*** Given records Section Begins ***

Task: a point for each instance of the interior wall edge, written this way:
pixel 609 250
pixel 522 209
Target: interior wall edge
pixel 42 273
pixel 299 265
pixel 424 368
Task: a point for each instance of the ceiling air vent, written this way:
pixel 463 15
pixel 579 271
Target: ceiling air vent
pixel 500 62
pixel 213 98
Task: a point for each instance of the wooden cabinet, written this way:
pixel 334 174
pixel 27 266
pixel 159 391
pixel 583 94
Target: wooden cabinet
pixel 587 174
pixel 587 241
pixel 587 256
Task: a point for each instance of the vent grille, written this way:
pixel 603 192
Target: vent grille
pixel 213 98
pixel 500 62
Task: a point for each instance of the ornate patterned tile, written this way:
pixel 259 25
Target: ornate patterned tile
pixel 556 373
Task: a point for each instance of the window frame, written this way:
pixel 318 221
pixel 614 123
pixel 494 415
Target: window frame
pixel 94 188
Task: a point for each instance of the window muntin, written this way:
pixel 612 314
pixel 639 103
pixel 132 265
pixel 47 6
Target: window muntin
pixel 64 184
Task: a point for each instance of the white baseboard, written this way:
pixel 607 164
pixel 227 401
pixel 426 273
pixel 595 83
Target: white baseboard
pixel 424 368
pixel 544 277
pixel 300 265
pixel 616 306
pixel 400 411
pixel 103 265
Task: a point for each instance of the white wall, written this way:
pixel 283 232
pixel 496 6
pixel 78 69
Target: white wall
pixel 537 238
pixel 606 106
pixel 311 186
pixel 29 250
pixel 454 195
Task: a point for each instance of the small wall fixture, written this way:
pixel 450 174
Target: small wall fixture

*** Given records Section Ends ***

Activity
From the line that contains "Task: a point for each instance of the white wall, written" to the last line of the data, write out each line exactly and add nothing.

Task result
Task: a point for each instance of the white wall, written this way:
pixel 283 232
pixel 496 6
pixel 78 69
Target: white wall
pixel 537 238
pixel 606 106
pixel 311 186
pixel 29 250
pixel 454 195
Task: a point for each instance of the small wall fixture, written this way:
pixel 450 174
Target: small wall fixture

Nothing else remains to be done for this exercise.